→ **EXCERPTED RECORDS**:
>>

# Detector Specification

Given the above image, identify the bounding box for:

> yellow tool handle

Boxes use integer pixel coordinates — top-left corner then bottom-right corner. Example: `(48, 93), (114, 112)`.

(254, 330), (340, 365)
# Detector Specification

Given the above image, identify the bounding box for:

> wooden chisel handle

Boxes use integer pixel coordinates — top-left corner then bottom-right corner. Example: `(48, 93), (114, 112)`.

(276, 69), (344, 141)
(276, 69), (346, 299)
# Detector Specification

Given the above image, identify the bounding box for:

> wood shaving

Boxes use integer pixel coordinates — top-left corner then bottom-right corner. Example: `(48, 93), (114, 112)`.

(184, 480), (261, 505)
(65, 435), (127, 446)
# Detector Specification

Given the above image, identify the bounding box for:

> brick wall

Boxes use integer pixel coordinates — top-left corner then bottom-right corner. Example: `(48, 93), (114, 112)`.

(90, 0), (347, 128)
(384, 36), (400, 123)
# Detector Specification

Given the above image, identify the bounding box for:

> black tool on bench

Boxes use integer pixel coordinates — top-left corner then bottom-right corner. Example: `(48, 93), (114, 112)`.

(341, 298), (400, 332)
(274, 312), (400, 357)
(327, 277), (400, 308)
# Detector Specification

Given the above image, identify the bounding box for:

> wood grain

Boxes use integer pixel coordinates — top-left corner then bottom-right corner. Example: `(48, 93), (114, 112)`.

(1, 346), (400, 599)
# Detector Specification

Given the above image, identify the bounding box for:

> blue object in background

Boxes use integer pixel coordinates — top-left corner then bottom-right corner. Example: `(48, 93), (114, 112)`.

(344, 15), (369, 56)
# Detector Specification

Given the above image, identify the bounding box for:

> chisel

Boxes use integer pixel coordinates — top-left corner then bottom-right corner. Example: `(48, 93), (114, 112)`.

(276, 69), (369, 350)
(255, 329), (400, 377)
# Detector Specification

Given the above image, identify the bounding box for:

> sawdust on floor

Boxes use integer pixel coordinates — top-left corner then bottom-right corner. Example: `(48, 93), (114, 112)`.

<<

→ **TO DO**: Down to the final line, the data above must be copied exactly.

→ **PROBLEM SOLUTION**:
# Detector Specification

Given the above image, identify the bounding box for:

> yellow tool handle

Boxes use integer pixel coordinates — top-left corner then bottom-right corner. Example: `(48, 93), (114, 112)`.

(254, 330), (340, 365)
# Detector Specification

Given the above image, identify the bounding box for:

> wooden chisel handle

Boxes use integer pixel coordinates — top-left corner then bottom-right corner. Example: `(48, 93), (114, 112)`.

(276, 69), (344, 141)
(276, 69), (346, 299)
# Detector Specification

Given the above image, identify the bounding box for:

> wood shaving

Boxes use integer pixel coordinates — top-left corner then bottom-right corner. Example: `(48, 93), (114, 112)`.

(184, 480), (261, 505)
(65, 435), (127, 446)
# Detector Specification

Given the above image, identify the bounding box for:

> brick wall

Boxes use integer pixel coordinates — top-left corner then bottom-right corner. Example: `(48, 93), (114, 112)`.

(90, 0), (347, 128)
(384, 36), (400, 123)
# Detector Specification

Given the above image, identify the bounding box for:

> black tool on bench

Boxes use integer pixel coordinates — top-left corner then bottom-right corner. Example: `(48, 93), (114, 112)`.

(341, 298), (400, 332)
(274, 312), (400, 357)
(327, 277), (400, 308)
# Detector Specification

Given the above image, identify the bounding box for:

> wood grain

Boxes use integer pixel coordinates — top-left corner then bottom-right corner. Example: `(48, 93), (114, 112)`.

(1, 346), (400, 599)
# Detector Specification

Given the above image, identify the bounding box for:

> blue object in background

Boxes use integer pixel coordinates — top-left corner then bottom-right corner. Example: `(48, 93), (114, 112)`.

(344, 15), (369, 56)
# Detector Specification

Given the above image, identify the bounding box for:

> chisel

Boxes use integer pixel coordinates — top-left corner then bottom-right corner. Example: `(48, 93), (114, 112)`.

(276, 69), (369, 350)
(255, 329), (400, 377)
# Detector Specification

Given the above image, identify the bounding box for:

> sawdust on floor

Boxes use integer pixel coordinates — top-left corner then bottom-right corner. Example: `(48, 93), (114, 112)`.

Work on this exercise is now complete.